PROVIDED MATERIAL:
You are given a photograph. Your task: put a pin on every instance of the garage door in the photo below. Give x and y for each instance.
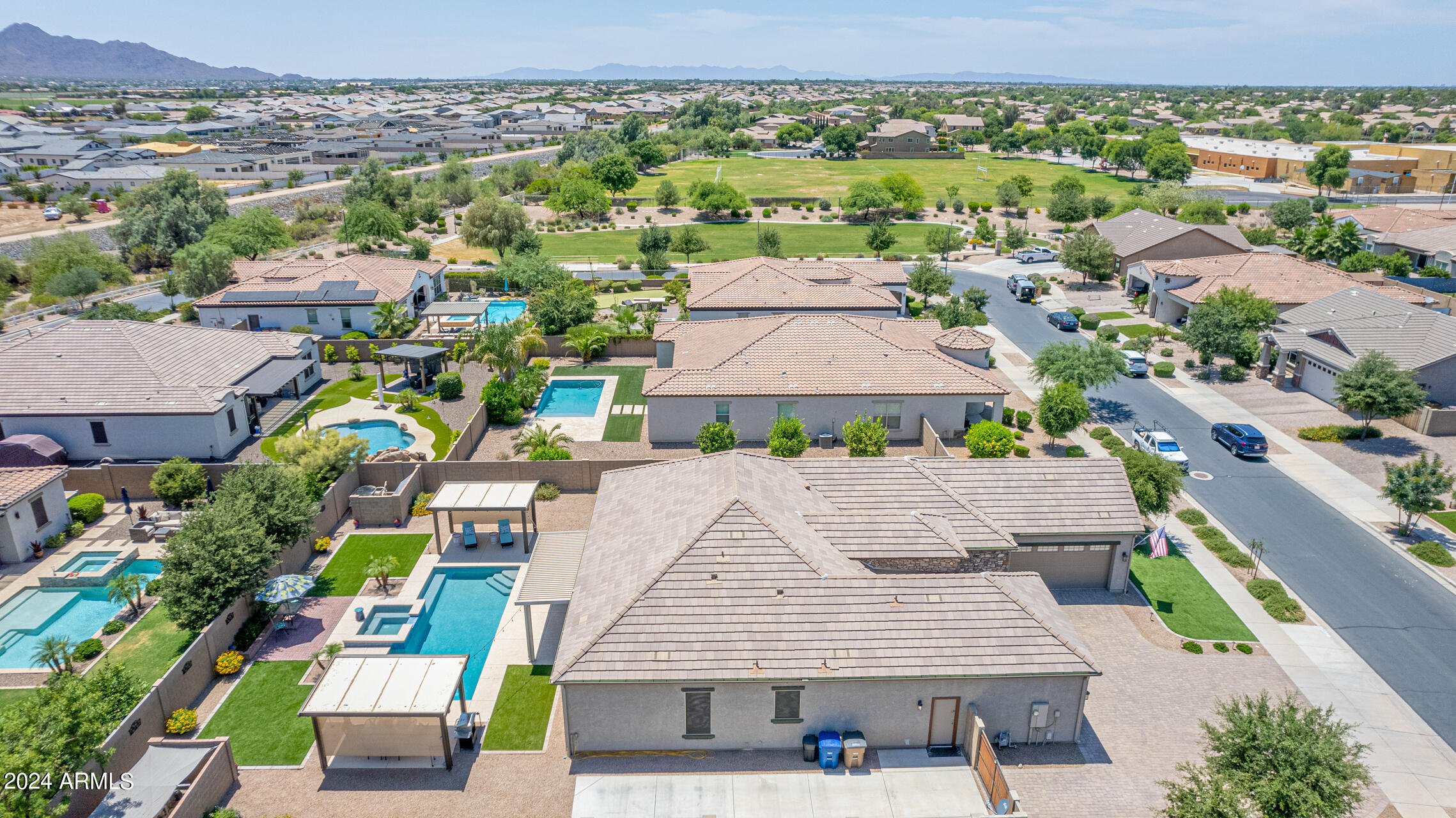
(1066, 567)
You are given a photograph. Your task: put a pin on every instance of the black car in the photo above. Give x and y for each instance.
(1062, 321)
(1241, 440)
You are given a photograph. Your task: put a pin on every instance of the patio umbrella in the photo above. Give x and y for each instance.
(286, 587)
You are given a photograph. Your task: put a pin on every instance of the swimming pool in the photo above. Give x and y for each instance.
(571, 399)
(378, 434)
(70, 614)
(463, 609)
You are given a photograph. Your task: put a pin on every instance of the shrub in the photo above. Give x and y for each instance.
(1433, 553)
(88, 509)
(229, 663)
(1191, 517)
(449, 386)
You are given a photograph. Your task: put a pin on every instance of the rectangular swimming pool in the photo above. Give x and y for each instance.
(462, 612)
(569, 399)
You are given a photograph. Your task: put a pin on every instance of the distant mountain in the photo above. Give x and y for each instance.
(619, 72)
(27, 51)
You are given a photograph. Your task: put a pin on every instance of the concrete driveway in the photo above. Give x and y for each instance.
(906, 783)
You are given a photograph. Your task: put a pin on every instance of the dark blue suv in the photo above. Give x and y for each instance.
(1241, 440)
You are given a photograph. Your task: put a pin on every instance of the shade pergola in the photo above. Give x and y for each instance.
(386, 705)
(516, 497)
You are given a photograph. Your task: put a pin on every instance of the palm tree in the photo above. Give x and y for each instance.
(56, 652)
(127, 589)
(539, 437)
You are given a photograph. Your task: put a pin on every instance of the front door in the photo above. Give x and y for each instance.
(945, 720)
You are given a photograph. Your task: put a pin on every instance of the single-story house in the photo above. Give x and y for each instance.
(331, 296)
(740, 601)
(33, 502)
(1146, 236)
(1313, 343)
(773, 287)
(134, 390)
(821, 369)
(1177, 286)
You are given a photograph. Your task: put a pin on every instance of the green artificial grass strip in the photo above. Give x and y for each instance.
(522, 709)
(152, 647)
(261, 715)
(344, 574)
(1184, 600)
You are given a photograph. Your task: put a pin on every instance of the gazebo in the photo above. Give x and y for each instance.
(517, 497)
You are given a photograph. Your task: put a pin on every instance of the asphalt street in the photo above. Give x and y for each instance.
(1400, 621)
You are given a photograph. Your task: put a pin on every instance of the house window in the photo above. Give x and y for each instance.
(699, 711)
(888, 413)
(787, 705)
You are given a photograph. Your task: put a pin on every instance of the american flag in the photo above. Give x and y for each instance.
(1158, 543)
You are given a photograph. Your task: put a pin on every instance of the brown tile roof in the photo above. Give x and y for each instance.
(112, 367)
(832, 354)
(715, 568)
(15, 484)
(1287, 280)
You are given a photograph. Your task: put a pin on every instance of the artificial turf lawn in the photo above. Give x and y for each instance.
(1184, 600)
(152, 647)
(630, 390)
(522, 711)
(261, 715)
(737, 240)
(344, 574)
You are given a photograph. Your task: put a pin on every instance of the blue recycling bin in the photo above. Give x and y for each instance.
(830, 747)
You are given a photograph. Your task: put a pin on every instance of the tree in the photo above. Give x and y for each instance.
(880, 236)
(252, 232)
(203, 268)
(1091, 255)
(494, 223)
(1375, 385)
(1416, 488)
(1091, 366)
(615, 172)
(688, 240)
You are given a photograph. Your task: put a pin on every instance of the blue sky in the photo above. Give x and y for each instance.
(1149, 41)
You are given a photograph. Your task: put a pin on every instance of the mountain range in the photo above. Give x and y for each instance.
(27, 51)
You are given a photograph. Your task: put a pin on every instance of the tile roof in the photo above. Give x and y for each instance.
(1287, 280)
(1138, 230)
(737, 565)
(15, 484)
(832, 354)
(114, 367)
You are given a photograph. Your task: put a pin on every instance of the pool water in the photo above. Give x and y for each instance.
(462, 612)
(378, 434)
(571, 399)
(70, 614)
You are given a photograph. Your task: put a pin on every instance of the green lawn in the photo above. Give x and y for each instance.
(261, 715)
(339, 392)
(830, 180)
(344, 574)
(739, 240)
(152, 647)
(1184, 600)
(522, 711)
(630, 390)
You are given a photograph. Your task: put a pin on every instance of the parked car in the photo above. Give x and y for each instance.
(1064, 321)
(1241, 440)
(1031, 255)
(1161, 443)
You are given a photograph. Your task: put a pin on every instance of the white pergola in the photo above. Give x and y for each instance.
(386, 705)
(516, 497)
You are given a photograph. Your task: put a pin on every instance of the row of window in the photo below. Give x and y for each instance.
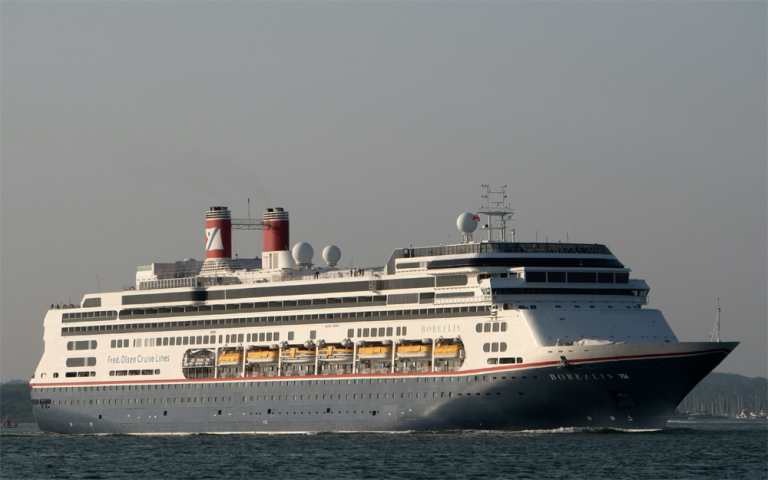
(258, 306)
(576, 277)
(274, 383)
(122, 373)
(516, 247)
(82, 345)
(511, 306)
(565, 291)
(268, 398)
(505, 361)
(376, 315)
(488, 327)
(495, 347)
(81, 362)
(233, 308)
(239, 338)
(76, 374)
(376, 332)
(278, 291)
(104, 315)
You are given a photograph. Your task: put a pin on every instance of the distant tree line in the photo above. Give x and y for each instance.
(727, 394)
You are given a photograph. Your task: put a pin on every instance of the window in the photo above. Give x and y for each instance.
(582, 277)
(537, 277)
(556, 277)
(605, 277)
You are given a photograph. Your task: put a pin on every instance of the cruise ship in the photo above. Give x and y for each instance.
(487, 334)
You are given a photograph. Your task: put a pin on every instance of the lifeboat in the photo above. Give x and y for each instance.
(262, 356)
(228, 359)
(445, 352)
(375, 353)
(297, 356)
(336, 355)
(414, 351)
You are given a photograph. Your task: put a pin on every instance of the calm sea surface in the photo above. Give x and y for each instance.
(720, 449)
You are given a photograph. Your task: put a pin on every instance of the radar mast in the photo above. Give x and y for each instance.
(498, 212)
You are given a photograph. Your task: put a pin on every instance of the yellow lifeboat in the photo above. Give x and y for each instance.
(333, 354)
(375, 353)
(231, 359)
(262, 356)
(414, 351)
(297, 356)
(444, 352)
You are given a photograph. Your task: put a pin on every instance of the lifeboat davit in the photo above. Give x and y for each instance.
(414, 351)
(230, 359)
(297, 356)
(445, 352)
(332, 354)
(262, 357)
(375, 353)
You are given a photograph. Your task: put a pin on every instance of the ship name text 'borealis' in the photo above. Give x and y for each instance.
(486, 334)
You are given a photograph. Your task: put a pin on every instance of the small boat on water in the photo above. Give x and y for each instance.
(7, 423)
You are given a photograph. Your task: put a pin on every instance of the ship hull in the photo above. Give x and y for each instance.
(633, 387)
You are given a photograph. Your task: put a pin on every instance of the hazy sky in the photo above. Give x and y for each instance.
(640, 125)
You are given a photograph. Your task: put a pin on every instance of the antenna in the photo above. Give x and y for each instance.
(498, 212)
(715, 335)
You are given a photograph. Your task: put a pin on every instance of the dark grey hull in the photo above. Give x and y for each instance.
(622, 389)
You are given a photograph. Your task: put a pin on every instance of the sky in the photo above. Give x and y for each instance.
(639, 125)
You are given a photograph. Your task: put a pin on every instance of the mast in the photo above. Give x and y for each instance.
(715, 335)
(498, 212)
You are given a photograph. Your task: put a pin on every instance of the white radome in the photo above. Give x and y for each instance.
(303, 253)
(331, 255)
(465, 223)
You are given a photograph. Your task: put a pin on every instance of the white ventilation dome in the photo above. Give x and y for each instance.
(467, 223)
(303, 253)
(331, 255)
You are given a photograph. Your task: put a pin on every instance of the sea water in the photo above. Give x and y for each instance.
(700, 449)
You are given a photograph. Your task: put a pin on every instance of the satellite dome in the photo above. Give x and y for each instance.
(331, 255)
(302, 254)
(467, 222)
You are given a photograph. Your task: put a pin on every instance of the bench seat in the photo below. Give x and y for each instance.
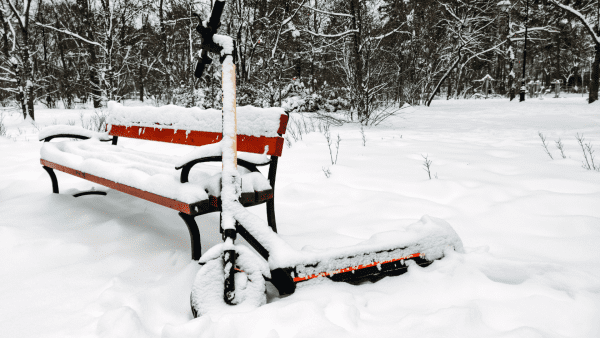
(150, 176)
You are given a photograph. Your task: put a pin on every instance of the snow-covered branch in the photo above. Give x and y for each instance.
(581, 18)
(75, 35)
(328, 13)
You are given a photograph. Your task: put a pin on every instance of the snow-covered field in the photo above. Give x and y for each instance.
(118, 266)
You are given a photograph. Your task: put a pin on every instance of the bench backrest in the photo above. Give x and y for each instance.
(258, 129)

DIRECTIONS:
Copy the data word for word, from the line containing "the sea water" through the end, leaving out the pictures.

EXERCISE RESPONSE:
You are given a photograph. Your task: put a pin on every instance of the sea water in the photo above. Give x and y for each instance.
(700, 449)
You are given a photograph. Your task: put a pin on every instance of the satellite dome in the photo above. Give x and y for each instance.
(331, 255)
(302, 254)
(467, 222)
You are given a photograph. Your task: put a pin on every instance of the bench seat in the photo below. Give x and y for each instance.
(150, 176)
You are given a photograph. Your task: put a pin on every instance of the snow-covered branch in the photo above. Give x and y for each instance.
(581, 18)
(75, 35)
(328, 13)
You are given a photograph. Your task: put a pin on every instance of the snow-covered field in the photo above. Give x and y for each instance.
(118, 266)
You are given a photograph. Your task: put a pin on every instance of the bench backrest in the photo above. Give x and y for each instance.
(258, 129)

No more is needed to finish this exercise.